→ **What the exercise asks**
Report every line in the records below that contains the string "beard", copying each such line in full.
= = =
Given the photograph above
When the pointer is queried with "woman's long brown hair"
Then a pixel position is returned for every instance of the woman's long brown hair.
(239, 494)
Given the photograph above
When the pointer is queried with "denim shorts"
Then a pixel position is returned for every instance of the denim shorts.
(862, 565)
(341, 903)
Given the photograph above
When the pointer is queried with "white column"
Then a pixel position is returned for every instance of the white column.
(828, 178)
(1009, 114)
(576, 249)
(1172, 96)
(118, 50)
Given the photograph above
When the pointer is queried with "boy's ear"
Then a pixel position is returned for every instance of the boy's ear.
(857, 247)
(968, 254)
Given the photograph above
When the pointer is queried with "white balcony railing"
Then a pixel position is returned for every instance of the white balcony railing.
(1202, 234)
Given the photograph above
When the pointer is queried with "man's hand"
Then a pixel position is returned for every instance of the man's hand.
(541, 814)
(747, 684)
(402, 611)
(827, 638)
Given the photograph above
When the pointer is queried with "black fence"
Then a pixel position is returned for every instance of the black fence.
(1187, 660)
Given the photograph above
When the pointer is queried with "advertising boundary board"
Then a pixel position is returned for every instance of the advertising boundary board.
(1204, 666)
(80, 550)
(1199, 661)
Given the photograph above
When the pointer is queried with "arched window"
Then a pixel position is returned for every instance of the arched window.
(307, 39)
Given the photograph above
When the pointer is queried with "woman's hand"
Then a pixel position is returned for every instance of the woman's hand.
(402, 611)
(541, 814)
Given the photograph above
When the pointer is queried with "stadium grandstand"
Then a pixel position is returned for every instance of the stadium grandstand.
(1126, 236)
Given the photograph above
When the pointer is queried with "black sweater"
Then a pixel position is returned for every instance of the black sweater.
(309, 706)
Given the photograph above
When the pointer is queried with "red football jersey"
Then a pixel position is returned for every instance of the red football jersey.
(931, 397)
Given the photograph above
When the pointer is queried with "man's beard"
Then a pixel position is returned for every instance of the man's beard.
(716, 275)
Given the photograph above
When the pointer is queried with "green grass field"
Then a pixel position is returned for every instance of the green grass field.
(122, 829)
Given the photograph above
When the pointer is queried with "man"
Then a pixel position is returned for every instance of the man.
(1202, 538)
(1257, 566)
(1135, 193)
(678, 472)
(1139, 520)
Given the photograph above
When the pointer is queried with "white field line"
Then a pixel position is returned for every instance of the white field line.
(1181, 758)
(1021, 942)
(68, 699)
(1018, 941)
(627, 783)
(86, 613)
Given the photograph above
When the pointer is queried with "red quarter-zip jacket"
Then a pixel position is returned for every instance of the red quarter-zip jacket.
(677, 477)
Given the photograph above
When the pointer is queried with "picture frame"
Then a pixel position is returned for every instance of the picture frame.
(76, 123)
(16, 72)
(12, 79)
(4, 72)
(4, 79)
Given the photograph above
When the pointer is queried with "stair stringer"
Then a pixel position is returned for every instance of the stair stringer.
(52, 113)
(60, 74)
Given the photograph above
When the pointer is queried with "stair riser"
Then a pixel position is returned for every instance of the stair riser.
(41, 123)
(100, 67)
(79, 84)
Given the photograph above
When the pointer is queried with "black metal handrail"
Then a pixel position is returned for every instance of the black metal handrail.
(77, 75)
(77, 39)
= = =
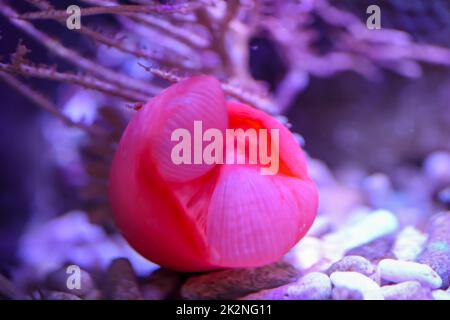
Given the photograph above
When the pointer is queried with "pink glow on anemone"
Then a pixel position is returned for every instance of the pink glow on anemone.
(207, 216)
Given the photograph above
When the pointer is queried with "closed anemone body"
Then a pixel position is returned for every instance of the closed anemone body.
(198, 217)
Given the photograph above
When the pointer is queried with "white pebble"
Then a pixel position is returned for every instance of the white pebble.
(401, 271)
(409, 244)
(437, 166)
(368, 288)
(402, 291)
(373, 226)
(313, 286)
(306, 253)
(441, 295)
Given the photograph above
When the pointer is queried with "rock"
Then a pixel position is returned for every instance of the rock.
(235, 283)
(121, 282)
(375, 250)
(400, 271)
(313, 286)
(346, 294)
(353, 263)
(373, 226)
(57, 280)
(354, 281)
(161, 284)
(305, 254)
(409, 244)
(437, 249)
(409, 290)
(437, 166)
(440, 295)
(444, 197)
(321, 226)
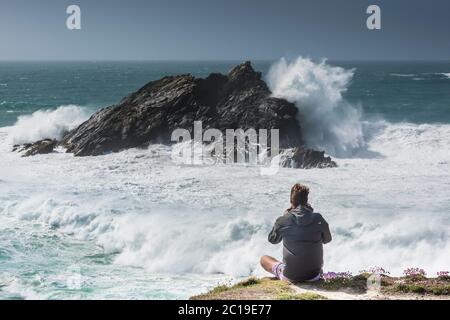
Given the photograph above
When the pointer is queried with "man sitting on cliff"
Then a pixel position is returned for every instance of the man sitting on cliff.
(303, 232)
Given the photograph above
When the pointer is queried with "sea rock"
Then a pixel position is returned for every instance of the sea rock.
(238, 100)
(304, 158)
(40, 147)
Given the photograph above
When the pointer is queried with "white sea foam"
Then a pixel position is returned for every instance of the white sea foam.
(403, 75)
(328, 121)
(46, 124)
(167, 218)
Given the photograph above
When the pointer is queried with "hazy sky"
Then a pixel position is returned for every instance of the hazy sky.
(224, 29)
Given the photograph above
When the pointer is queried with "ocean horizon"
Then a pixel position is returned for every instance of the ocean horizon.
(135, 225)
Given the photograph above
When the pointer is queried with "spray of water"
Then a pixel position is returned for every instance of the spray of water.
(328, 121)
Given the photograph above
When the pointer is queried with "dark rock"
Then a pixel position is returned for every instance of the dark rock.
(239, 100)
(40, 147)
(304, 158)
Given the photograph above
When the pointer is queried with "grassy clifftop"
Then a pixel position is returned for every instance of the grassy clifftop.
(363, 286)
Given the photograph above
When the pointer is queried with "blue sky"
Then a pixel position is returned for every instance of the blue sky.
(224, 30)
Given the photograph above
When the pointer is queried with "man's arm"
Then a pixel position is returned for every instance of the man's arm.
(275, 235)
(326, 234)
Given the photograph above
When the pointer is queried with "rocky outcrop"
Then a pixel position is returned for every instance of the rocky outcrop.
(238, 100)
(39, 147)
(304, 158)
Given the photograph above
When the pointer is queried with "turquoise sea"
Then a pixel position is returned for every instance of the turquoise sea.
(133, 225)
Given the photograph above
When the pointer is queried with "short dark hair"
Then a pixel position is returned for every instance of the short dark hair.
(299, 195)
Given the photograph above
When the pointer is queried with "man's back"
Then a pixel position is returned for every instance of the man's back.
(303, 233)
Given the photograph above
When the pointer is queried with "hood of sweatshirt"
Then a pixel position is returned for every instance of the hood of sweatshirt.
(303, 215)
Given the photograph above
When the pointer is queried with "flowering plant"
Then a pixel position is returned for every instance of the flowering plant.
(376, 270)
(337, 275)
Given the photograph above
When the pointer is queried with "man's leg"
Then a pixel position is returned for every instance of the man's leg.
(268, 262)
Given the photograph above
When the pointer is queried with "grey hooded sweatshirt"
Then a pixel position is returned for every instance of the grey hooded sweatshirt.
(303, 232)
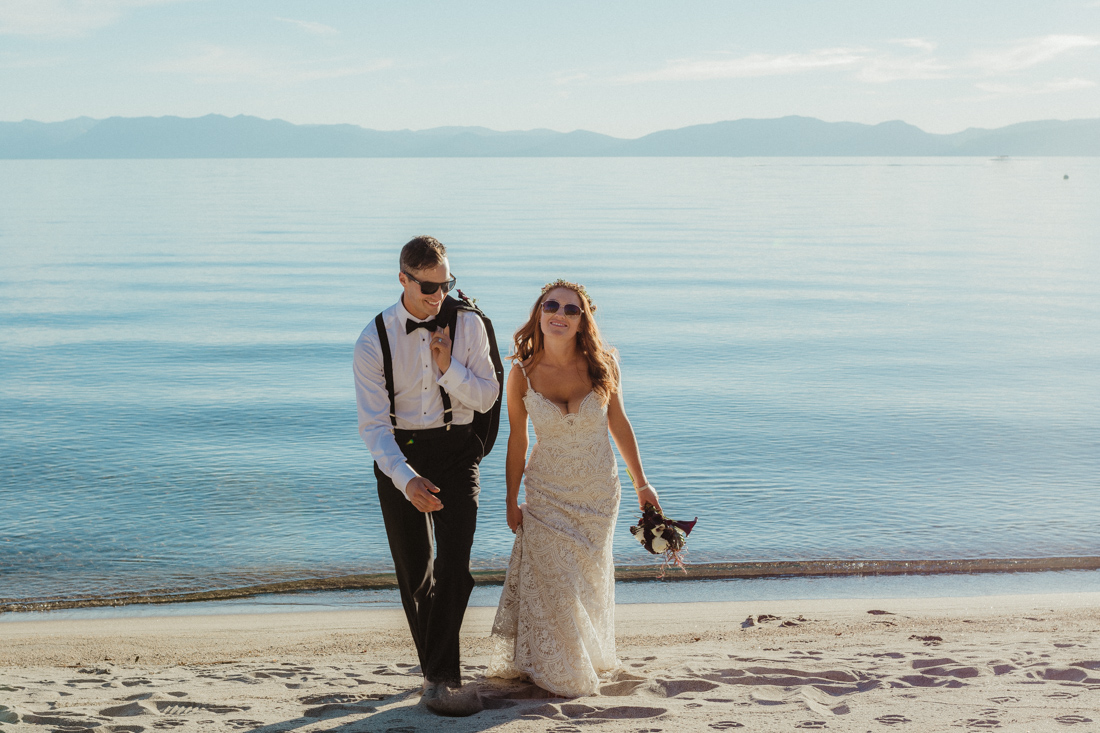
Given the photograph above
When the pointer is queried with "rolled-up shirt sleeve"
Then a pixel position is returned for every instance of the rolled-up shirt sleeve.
= = =
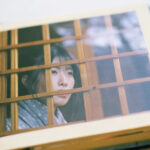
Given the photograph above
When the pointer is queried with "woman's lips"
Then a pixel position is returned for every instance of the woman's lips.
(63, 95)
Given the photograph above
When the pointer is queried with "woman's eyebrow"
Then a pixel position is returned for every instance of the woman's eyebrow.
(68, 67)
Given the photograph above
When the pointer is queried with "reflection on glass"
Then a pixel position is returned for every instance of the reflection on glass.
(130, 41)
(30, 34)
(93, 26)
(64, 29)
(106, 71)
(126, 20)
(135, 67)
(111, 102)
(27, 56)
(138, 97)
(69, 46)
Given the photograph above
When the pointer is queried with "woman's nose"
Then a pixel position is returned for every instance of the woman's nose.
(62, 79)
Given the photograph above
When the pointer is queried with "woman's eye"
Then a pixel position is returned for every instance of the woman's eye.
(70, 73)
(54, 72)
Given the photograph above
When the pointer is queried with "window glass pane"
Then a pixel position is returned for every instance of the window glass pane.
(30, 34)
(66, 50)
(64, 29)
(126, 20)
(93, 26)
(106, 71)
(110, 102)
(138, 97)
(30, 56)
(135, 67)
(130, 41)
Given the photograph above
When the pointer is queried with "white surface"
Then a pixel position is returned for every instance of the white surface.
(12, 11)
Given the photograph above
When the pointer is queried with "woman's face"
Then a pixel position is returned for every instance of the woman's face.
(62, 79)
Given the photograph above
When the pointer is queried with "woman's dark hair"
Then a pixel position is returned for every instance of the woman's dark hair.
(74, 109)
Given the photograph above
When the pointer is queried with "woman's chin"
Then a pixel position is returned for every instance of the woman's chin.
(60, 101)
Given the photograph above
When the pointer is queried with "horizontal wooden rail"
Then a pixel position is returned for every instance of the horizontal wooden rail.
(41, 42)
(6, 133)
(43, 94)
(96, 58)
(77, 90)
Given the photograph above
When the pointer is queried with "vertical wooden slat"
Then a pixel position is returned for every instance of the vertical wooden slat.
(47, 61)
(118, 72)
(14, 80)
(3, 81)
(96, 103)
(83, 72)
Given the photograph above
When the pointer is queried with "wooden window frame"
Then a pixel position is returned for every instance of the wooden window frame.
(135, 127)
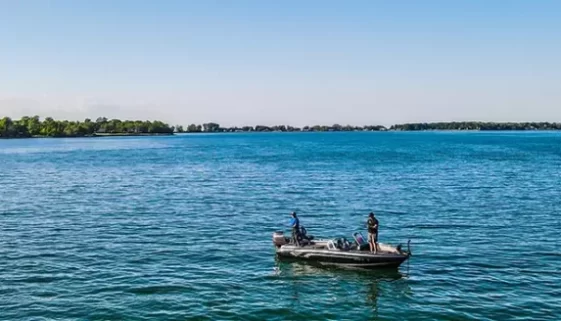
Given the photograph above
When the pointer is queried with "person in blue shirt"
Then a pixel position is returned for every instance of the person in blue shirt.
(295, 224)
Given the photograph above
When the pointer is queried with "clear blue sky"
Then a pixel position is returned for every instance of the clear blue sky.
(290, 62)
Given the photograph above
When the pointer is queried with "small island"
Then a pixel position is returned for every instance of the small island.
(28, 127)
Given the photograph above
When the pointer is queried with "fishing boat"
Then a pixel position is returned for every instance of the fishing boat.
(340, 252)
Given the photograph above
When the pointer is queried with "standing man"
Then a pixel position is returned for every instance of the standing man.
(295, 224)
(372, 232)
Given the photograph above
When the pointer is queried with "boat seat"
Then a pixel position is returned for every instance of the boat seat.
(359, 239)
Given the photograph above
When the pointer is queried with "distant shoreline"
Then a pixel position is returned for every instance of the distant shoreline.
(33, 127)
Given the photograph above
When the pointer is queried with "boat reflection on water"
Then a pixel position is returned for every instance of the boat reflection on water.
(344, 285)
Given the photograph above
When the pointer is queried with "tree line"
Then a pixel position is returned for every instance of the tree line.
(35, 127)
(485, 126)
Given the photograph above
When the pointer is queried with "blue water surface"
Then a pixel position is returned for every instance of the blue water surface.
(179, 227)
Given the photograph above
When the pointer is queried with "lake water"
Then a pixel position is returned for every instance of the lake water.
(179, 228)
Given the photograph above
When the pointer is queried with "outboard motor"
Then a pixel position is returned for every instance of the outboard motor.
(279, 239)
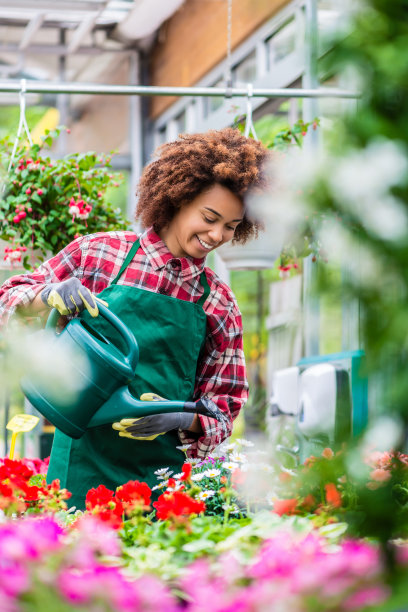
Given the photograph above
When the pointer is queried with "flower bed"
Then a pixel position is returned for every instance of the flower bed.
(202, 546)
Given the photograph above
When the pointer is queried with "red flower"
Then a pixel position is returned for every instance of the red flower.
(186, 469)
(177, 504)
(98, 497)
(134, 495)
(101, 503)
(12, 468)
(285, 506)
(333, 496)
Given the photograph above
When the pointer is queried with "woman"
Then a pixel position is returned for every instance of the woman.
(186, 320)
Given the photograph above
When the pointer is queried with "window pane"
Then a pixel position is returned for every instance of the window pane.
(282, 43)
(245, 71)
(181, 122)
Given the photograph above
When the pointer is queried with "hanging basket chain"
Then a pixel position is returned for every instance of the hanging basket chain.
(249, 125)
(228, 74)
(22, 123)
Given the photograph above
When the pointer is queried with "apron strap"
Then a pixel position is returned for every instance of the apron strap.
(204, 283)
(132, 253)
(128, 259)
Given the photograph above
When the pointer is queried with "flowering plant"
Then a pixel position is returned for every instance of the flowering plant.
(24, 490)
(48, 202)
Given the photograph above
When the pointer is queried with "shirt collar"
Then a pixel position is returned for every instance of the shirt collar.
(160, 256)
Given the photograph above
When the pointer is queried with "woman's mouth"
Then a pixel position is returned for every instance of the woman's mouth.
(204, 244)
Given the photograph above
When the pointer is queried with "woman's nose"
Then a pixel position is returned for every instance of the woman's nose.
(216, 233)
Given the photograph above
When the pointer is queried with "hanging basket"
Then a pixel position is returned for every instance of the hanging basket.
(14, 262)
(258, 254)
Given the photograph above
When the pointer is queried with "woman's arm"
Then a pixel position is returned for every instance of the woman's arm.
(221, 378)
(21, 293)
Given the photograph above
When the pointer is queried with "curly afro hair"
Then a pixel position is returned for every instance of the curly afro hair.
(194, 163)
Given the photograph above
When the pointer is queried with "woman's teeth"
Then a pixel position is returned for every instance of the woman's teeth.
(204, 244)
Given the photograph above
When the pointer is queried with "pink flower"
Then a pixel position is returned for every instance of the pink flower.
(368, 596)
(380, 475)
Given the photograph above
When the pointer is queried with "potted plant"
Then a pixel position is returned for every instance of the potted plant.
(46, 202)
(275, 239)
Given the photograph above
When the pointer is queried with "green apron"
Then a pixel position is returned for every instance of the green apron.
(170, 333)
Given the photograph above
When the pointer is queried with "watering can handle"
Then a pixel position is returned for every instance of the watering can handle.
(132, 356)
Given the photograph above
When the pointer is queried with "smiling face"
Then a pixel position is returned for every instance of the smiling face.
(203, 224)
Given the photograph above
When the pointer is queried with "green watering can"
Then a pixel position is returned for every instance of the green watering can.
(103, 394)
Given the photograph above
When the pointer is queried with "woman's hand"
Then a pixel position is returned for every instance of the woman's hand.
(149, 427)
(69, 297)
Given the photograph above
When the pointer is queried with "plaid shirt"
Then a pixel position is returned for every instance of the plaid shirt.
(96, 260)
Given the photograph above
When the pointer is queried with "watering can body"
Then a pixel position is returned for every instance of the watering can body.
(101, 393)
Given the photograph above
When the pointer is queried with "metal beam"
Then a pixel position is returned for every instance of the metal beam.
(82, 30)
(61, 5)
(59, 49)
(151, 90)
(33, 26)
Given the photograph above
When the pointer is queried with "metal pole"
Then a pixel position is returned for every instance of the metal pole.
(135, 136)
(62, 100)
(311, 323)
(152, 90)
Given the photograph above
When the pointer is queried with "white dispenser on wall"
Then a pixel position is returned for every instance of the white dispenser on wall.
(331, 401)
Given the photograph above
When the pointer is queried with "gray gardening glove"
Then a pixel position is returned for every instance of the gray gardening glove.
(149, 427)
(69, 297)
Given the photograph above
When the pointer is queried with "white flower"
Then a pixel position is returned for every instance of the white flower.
= = =
→ **Written solution**
When the pointer is queried with "man's beard"
Then a pixel position is returned for every instance of the man's beard.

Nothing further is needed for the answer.